#### Text shown:
****************
List of Common Excipients:

  • Disintegrants: Wheat, potato, corn, or rice starch, pectin, gelatin, methylcellulose, carboxymethylcellulose, amylopectin, agar, alginic acid, sodium/potassium alginate, sodium bicarbonate with citric/tartaric acid, polysorbate-80, aerosil.
  • Binders: Purified water, ethyl alcohol, starch paste, sugar syrup, carboxymethylcellulose, hydroxyethylcellulose, hydroxypropyl methylcellulose, polyvinyl alcohol, polyvinylpyrrolidone, gelatin, alginic acid.
  • Antifriction Agents (Glidants/Lubricants): Starch, talc, aerosil, polysorbate-80, stearic acid, calcium/magnesium stearate.
  • Taste, Smell, and Color Correctors: Sugar, glucose, fructose, sucrose, xylitol, mannitol, sorbitol, glycine, aspartame, essential oils, fruit juice concentrates, menthol, vanillin, fruit essences, indigo carmine, tartrazine, acid red 2C, tropelin, eosin, carotene, chlorophyll, ruberozum, titanium dioxide, activated carbon, calcium carbonate, white clay, iron oxide.

Technological Process of Tablet Production

Tablet manufacturing involves several operations beyond mixing and compression, including grinding, granulation, and tableting.

Weighing

Room Requirements: Weighing of raw materials should occur in a dedicated, isolated weighing room to prevent cross-contamination and mix-ups. The room’s layout, surfaces, and location must align with material and personnel flow plans, avoiding multifunctional spaces.

Balance Requirements: Weighing equipment must have the appropriate range and precision, with regular calibration documented in a logbook. Daily performance tests, such as checking with three different weights, are recommended to minimize errors. Tolerances for weighing ranges must account for measurement inaccuracies.

Equipment used for handling raw materials, such as scoops, dosing systems, or pneumatic loaders, must meet pharmaceutical-grade surface requirements to ensure cleanability and prevent contamination.

Grinding

Grinding ensures uniform mixing by breaking down large aggregates in sticky or clumpy materials, enhancing both technological and biological effects. Fine grinding increases particle contact and strength, forming robust conglomerates, as seen in industries like coal processing. However, excessive grinding of crystalline substances with high melting points is less common due to their rigid structure and high internal energy, which reduces grinding efficiency. Adding a liquid phase can enhance plastic deformation during grinding.
****************
#### Material supplied:
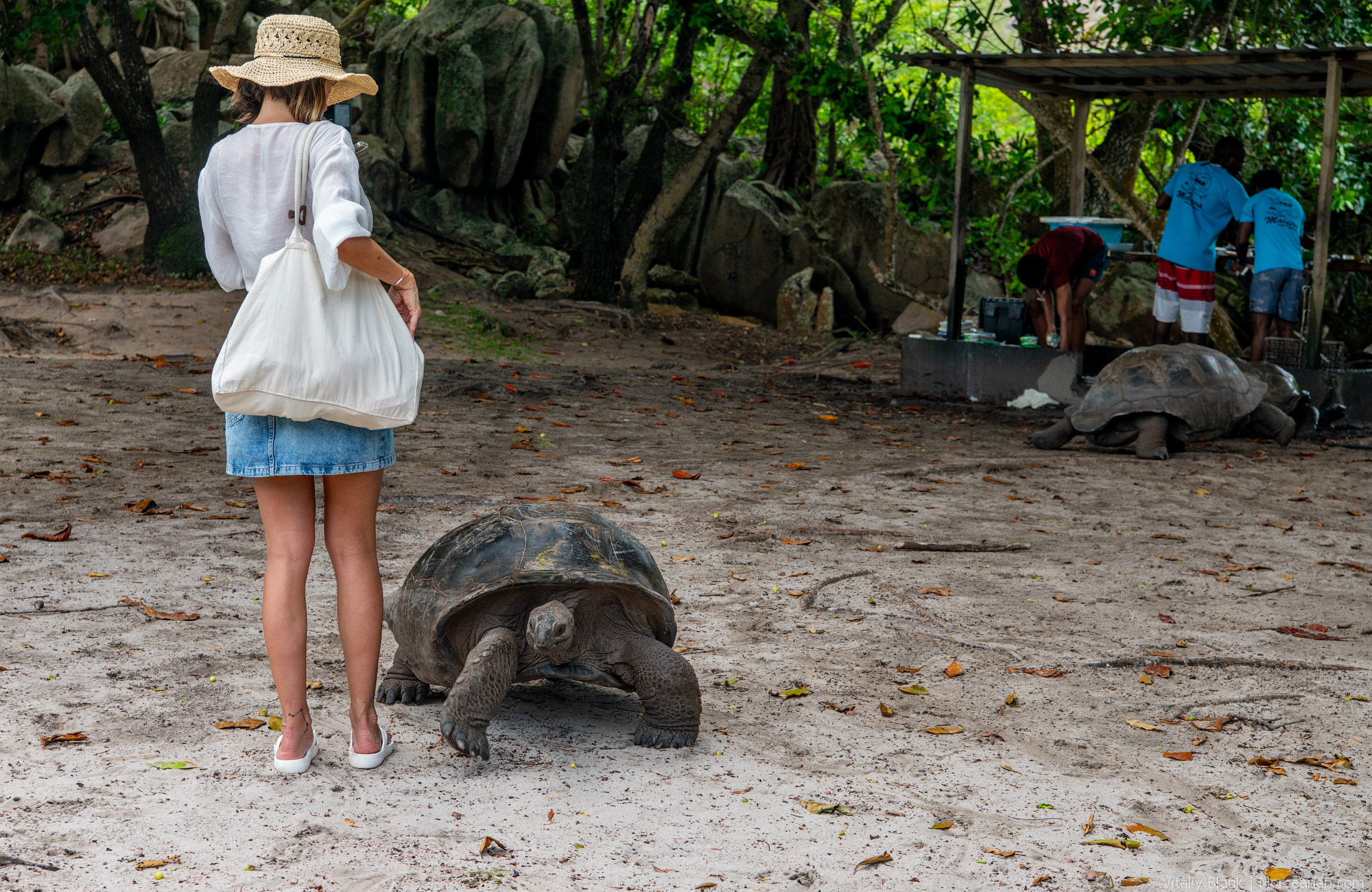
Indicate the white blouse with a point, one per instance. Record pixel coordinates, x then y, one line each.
248 189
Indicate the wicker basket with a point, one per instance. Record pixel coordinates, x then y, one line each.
1290 353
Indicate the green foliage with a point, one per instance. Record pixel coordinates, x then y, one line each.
27 24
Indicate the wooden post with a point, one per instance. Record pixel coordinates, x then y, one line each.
961 198
1078 196
1319 270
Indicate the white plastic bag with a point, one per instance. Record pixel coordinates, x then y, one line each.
301 352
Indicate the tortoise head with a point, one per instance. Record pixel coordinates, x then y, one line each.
551 631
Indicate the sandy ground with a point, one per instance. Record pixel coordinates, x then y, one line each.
1139 563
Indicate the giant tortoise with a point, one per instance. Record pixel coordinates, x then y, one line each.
545 591
1170 396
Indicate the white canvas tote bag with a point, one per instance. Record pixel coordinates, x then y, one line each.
301 352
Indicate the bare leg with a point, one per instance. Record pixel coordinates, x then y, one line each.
1262 323
287 506
1080 292
666 685
351 537
1054 437
478 692
1038 311
1153 436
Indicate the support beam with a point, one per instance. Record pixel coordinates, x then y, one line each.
1321 268
1078 196
961 198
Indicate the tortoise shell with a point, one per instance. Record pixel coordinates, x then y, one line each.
1284 390
497 569
1198 386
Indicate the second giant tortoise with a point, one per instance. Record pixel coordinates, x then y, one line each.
1166 397
547 591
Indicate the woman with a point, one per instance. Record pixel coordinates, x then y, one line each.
246 196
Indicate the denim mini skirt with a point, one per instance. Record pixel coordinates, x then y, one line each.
267 447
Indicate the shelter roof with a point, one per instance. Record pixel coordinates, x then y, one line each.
1266 72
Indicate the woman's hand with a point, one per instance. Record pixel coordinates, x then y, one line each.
405 296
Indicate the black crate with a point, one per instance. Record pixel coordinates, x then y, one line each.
1005 318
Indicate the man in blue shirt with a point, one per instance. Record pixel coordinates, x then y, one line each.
1201 200
1278 222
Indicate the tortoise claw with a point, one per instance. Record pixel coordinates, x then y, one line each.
663 739
470 742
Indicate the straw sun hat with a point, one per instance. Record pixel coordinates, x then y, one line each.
294 49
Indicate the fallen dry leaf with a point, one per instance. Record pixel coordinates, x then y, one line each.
182 617
61 536
1142 828
489 843
875 861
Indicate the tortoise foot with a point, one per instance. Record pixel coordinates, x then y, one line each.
663 738
399 684
466 736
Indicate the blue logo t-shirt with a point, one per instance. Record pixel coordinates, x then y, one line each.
1204 201
1278 223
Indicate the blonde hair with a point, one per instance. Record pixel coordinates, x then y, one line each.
307 99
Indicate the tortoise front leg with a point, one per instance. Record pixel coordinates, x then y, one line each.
478 692
401 684
666 684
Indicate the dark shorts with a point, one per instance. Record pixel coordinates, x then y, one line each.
1096 268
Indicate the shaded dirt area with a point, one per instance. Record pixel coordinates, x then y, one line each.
783 556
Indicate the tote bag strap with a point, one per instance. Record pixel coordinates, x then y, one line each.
303 175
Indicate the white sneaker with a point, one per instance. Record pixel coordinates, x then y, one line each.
296 766
371 760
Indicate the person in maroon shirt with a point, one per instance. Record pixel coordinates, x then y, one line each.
1065 263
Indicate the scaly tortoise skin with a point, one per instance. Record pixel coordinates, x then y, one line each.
544 591
1200 388
1164 397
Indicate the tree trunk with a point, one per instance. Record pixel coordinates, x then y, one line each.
635 275
174 242
602 250
205 109
790 154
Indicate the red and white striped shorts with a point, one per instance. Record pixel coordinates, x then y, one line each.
1185 293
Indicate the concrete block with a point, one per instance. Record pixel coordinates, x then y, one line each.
962 370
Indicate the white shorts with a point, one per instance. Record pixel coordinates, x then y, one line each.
1196 309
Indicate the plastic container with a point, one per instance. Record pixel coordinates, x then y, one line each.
1109 228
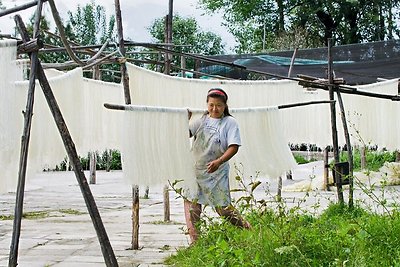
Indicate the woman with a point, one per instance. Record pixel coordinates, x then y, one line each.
216 140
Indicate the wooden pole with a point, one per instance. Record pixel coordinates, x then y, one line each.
19 201
292 62
92 167
167 61
125 77
167 212
135 217
363 158
105 245
279 192
349 148
168 36
333 122
125 82
19 8
326 169
183 66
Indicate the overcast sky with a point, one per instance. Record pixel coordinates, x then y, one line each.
137 15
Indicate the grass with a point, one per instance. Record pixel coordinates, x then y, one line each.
340 236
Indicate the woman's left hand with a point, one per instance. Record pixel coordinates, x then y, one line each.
****************
#### Assignment:
List every excipient category named in the excipient list of the text on tablet excipients and production.

#### Response to the exercise:
Disintegrants; binders; antifriction agents (glidants/lubricants); taste, smell, and color correctors.